Data for the task:
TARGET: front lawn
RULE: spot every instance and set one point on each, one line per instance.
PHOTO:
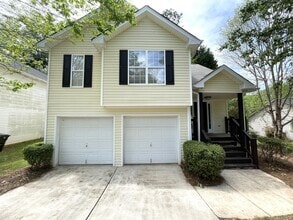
(11, 157)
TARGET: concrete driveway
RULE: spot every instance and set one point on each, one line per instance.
(145, 192)
(106, 192)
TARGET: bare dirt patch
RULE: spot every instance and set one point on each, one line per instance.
(19, 178)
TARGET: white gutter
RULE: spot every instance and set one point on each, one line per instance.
(102, 77)
(198, 116)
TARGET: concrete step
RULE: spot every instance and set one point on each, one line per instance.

Exercise aim: Revise all the records above, replacing every "spot" with "locate" and changing nothing else. Leave the pictures out of your answer.

Answer in full:
TARGET: front lawn
RULE: locate every instance and set one point on each, one line per instance.
PHOTO:
(11, 157)
TARGET: concrete driveway
RULE: locate every instance and set one point on each, one line per instance.
(145, 192)
(106, 192)
TARGET: bare dirt patch
RULE: locate every instance and set one point on each, one line per instance.
(19, 178)
TARGET: white gutter
RULE: locate every instance and set one point on each, one line per instance.
(102, 77)
(198, 116)
TARGET: concrete step
RULE: locate every instance and set one point on each, one line per instance.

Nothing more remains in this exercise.